__Excerpted text__
The parallels between the history of the island of Ireland, and the history of Palestine and Israel, has led many here to take a side on the Middle East that best matches their own experiences and, frankly, use it as a proxy for our own division. A visitor to our shores from the region, upon seeing the serried ranks of Israeli and Palestinian flags in various parts of Belfast, commented that such vicarious conflict amounted to ‘pissing through another man’s penis’. Safe to say, we have an keen interest in what is going on over there because of what happened to us over here.
Many of our regulars will have noticed that here on Slugger, there haven’t been many posts on the unfolding catastrophe in the Middle East, relying on people being able to have their say in the public forum of Open Sunday. Partly its because this is a website focused on Irish politics (specifically northern Irish politics) and partly because we haven’t had many submissions on the topic. The moderator team has removed any post relating to Israel-Palestine in any other discussion as being off-topic, as per existing rules, with the potential to derail and corrupt any other discussion. That policy will remain in force.

__Given problem__
According to the Slugger excerpt, what does the moderator team do with posts about Israel-Palestine in other discussions?

__Information supplied__
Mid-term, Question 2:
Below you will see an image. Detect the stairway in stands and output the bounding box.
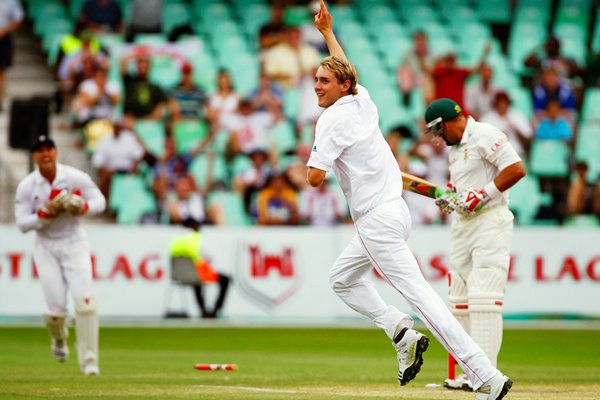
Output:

__Solution to this exercise__
It removes them as off-topic.